Records from a collection:
-*-*-

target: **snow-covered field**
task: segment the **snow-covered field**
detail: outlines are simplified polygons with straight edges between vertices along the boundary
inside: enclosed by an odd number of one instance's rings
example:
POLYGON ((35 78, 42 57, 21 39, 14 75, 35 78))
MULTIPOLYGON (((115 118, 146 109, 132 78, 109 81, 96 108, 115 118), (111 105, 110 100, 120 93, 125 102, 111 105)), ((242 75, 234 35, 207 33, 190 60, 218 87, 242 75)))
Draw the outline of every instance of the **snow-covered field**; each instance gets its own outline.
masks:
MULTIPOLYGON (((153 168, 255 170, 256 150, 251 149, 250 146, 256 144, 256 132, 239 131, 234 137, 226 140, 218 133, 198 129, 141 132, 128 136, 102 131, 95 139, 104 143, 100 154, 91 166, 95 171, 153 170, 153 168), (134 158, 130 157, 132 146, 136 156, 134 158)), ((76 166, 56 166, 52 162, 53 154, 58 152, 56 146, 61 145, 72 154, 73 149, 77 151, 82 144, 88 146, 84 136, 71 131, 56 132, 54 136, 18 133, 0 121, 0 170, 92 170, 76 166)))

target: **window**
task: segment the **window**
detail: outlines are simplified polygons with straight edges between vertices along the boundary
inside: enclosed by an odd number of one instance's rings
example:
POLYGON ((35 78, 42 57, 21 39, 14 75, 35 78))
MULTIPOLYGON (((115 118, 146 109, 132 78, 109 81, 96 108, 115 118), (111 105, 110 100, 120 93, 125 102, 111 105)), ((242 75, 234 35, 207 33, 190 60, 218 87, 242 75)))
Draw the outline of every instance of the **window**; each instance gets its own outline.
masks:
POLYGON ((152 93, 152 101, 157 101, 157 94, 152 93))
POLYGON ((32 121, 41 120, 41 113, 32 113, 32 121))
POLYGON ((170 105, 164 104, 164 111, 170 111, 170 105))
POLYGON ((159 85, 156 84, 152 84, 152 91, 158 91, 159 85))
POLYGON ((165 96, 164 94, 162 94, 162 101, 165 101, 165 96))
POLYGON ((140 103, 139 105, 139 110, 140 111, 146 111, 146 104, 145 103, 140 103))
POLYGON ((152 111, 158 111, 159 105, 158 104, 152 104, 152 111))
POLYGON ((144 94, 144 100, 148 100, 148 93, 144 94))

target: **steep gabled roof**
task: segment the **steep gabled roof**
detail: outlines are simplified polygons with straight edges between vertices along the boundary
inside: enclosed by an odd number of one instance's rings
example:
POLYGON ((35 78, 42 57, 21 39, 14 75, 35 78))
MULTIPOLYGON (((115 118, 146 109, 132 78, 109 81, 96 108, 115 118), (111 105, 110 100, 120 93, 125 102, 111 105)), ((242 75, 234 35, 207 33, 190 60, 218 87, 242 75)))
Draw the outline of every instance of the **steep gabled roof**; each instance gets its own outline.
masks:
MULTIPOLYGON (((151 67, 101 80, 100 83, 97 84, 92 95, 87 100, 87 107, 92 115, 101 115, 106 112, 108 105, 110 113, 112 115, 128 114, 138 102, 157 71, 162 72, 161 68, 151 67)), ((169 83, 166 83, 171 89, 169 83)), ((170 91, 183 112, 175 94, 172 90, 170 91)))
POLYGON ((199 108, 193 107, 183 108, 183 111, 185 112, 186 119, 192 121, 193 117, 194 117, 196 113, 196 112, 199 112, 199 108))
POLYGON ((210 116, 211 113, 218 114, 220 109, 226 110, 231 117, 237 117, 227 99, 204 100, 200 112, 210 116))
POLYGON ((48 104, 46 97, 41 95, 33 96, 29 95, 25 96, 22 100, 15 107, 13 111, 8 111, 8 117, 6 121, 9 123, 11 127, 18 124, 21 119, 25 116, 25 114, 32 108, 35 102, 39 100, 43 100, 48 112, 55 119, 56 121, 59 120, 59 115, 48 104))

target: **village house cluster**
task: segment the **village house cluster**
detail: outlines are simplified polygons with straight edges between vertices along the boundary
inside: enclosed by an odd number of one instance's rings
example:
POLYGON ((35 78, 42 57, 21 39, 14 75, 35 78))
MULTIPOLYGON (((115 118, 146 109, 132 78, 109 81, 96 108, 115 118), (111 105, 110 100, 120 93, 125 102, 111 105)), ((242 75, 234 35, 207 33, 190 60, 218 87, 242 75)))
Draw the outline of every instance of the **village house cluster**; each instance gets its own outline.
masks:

-*-*-

● JOB
Copy out the lines above word for word.

● CORRECT RESPONSE
target: **snow-covered field**
task: segment the **snow-covered field**
detail: outlines are simplified polygons with straight edges between vertices along the boundary
inside: enclosed by an odd number of one instance's rings
example:
POLYGON ((35 78, 42 57, 21 39, 14 75, 35 78))
MULTIPOLYGON (((115 118, 146 109, 132 78, 109 81, 96 108, 115 118), (111 105, 110 100, 120 93, 125 102, 111 105)), ((242 75, 234 35, 207 33, 190 60, 218 87, 242 75)))
Draw the outline of every instance of the **snow-covered field**; each instance gets its own outline.
masks:
MULTIPOLYGON (((153 168, 255 170, 256 150, 251 149, 250 146, 256 144, 256 132, 239 131, 234 137, 226 140, 218 133, 198 129, 141 132, 128 136, 102 131, 95 139, 104 143, 100 154, 91 166, 95 171, 153 170, 153 168), (134 158, 130 157, 132 146, 136 156, 134 158)), ((76 166, 56 166, 52 162, 53 154, 58 152, 56 146, 61 145, 72 154, 73 149, 77 151, 82 144, 88 146, 84 136, 71 131, 56 132, 54 136, 18 133, 0 121, 0 170, 92 170, 76 166)))

target: **window**
task: segment the **window**
detail: outlines are simplified polygons with straight edges between vertices along the boundary
inside: enclosed by an odd number of one instance's rings
example:
POLYGON ((35 78, 42 57, 21 39, 14 75, 35 78))
MULTIPOLYGON (((115 118, 146 109, 132 78, 109 81, 96 108, 115 118), (111 105, 110 100, 120 93, 125 102, 111 105)), ((242 75, 234 35, 207 33, 190 60, 218 87, 242 75)))
Draw the outline of every instance of the **window**; each instance gets its own outline.
masks:
POLYGON ((152 93, 152 101, 157 101, 157 94, 152 93))
POLYGON ((32 121, 41 120, 41 113, 32 113, 32 121))
POLYGON ((170 105, 164 104, 164 111, 170 111, 170 105))
POLYGON ((159 85, 156 84, 152 84, 152 91, 158 91, 159 85))
POLYGON ((165 96, 164 94, 162 94, 162 101, 165 101, 165 96))
POLYGON ((140 103, 139 105, 139 110, 140 111, 146 111, 146 104, 145 103, 140 103))
POLYGON ((152 111, 158 111, 159 105, 158 104, 152 104, 152 111))
POLYGON ((144 94, 144 100, 148 100, 148 93, 144 94))

target: **steep gabled roof**
task: segment the **steep gabled roof**
detail: outlines are simplified polygons with straight edges between vertices along the boundary
inside: enclosed by an odd number of one instance's rings
example:
POLYGON ((35 78, 42 57, 21 39, 14 75, 35 78))
MULTIPOLYGON (((115 118, 146 109, 132 78, 109 81, 96 108, 115 118), (111 105, 110 100, 120 93, 125 102, 111 105)), ((242 75, 234 35, 207 33, 190 60, 218 87, 242 75)))
Draw the outline of every instance of the **steep gabled roof**; each instance gets its own outline.
masks:
MULTIPOLYGON (((151 67, 101 80, 100 83, 97 84, 92 95, 87 100, 87 107, 92 115, 101 115, 106 112, 108 105, 110 113, 112 115, 128 114, 138 102, 157 71, 162 72, 161 68, 151 67)), ((169 83, 166 83, 171 89, 169 83)), ((170 91, 183 112, 175 94, 172 90, 170 91)))
POLYGON ((199 108, 193 107, 183 108, 183 111, 185 112, 186 119, 192 121, 193 117, 194 117, 196 113, 196 112, 199 112, 199 108))
POLYGON ((210 116, 211 113, 218 114, 220 109, 226 110, 231 117, 237 117, 227 99, 204 100, 200 112, 210 116))
POLYGON ((48 104, 46 97, 41 95, 33 96, 29 95, 25 96, 22 100, 15 107, 13 111, 8 111, 8 117, 6 121, 9 123, 11 127, 18 124, 21 119, 25 116, 25 114, 32 108, 35 102, 39 100, 43 100, 48 112, 55 119, 56 121, 59 120, 59 115, 48 104))

target: **village house cluster**
task: segment the **village house cluster**
detail: outlines are simplified polygons with straight edges between vertices along the boundary
inside: enclosed by an odd number of one instance's rings
example:
POLYGON ((35 78, 42 57, 21 39, 14 75, 35 78))
MULTIPOLYGON (((115 118, 146 109, 132 78, 109 81, 96 108, 115 118), (111 105, 110 100, 120 93, 125 102, 111 105)), ((242 75, 234 35, 207 33, 190 60, 218 87, 242 75)))
Draw the outline of every instance of the **village house cluster**; each instance gets its own outline.
masks:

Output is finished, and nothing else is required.